Written tasks
A. Name every distinct year written as a four-digit number in the passage on the OPM security clearance backlog.
B. Render this sentence from the passage on the OPM security clearance backlog in Spanish: "She graciously apologized, and I believed her when she said the organization was doing all they could to accelerate clearance investigations."
C. Extend the passage on the OPM security clearance backlog, picking up right after its final sentence.

Source passage
=======

A year later, an investigator is diligently working the case as quickly and thoroughly as possible. This generated a conversation with the investigator about the delays that continue to plague OPM. We didn’t waste time on how it got this bad, or what date it will be set right. She graciously apologized, and I believed her when she said the organization was doing all they could to accelerate clearance investigations. Still, our conversation inspired (in me, not her) an afternoon of spelunking through the OPM digital domain to determine how bad it is, or was at the close of 2016, and what level of relief is realistically on the horizon.

How Bad Is the current investigation backlog?

OPM examined the timelines of the most rapid 90 percent of their security investigations each year since 2013 through 2016. Here’s a comparison of the 2013 and 2016 numbers.

An OPM Inspector General report released in October 2016 attributed the delays to the 2014 termination of the contract previously responsible for conducting the investigations, as well as funding shortfalls that affected the former Federal Investigative Services’ ability to add more staff to the federal and fieldwork contract force. The end of the Federal Investigative Services and activation of the National Background Investigations Bureau, which officially happened in October 2016, holds promise, if not sky-high expectations to shake loose the backlog.

=======

Listed entries

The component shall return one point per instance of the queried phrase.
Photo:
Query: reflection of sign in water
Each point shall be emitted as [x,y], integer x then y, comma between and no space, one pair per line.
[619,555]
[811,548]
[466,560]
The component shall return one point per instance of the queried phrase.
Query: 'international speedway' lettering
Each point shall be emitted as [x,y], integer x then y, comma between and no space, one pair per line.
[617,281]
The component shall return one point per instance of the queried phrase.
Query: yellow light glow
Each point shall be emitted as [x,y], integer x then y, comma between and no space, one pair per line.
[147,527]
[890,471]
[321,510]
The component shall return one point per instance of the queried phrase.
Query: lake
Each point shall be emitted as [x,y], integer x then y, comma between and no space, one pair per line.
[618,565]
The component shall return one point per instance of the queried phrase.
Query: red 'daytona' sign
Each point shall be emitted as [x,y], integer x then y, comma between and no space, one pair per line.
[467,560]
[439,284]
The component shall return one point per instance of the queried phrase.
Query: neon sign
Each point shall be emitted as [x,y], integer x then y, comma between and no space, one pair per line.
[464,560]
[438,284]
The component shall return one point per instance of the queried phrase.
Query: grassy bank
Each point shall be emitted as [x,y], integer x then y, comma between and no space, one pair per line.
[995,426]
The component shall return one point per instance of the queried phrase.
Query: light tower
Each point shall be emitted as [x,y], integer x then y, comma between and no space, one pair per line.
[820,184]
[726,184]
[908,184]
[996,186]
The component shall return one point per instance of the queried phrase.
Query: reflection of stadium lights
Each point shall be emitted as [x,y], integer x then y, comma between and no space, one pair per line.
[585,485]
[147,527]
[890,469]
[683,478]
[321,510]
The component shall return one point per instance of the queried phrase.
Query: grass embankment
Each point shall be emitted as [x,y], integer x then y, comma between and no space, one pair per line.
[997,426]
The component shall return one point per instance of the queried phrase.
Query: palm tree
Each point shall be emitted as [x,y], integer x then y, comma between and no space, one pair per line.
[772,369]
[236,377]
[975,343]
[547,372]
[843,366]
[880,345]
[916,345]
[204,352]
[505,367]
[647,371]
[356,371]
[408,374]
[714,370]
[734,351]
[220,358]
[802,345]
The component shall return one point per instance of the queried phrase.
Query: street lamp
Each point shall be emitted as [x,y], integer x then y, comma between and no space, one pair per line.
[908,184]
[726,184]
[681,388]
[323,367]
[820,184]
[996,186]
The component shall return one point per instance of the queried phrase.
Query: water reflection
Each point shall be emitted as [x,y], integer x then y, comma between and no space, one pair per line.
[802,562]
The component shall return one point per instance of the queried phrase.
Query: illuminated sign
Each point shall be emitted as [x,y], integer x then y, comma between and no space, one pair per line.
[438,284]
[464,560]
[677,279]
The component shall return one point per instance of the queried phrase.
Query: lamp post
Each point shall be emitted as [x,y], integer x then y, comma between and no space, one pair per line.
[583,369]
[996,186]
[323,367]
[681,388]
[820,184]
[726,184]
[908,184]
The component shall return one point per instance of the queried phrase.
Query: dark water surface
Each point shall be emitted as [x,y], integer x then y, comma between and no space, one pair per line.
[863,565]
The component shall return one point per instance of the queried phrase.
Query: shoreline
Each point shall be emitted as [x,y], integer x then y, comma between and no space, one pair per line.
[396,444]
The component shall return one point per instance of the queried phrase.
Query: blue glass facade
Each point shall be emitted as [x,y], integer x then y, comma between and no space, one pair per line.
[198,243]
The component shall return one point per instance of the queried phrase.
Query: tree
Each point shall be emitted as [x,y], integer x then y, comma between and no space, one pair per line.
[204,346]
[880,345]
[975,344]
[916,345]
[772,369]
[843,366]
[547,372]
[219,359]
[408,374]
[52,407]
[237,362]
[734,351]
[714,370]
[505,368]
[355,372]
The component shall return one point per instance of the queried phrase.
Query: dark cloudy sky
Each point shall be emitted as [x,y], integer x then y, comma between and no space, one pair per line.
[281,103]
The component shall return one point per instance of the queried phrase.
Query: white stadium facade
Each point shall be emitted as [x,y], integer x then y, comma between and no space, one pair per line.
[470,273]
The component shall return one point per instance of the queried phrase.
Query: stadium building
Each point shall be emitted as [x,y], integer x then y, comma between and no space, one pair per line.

=======

The responses
A. 2013, 2014, 2016

B. Ella se disculpó amablemente, y le creí cuando dijo que la organización hacía todo lo que podía para acelerar las investigaciones para autorizaciones de seguridad.

C.
bad credit and  the clearance backlog

It’s a bit like credit card debt. With additional applications being filed daily, it’s difficult to see how NBIB will reach the end of the tunnel. Though the application rate may slow somewhat due to the President’s hiring freeze, the freeze will expire in less than 60 days. Charlie Phalen, the NBIB Director, has articulated his goal of investigations being completed within 40 days for a Secret clearance and 80 for a Top Secret – quite ambitious coming out of the 2016’s timelines. The longer it takes OPM to dig out of the backlog, the further out of reach Phalen’s goal seems. The Inspector General report also noted that the former FIS underestimated the workload projections by 22%. Even if these workload projections had been accurate, the investigative service still would not have been able to close the large gaps between what was projected and the delays that were seen in 2016.

The Good News

The debt will be paid more quickly this year. In addition to the 400 employees OPM hired in FY 2016, OPM plans to hire an additional 200 investigators. OPM also has additional contracts underway for additional background investigation functions. NBIB has also aligned its IT infrastructure with the Defense Information Systems Agency, which will automate some of the more basic adjudication functions in clearance reviews. NBIB Director Phalen has also emphasized that while resolving the backlog is a priority, shortening investigation timelines in the overall process is his agency’s focus. While his priorities might seem inverse to the significance of the problems, it has merit. The sooner his team can crack the code on shortened timelines, the sooner it can be applied to the backlog.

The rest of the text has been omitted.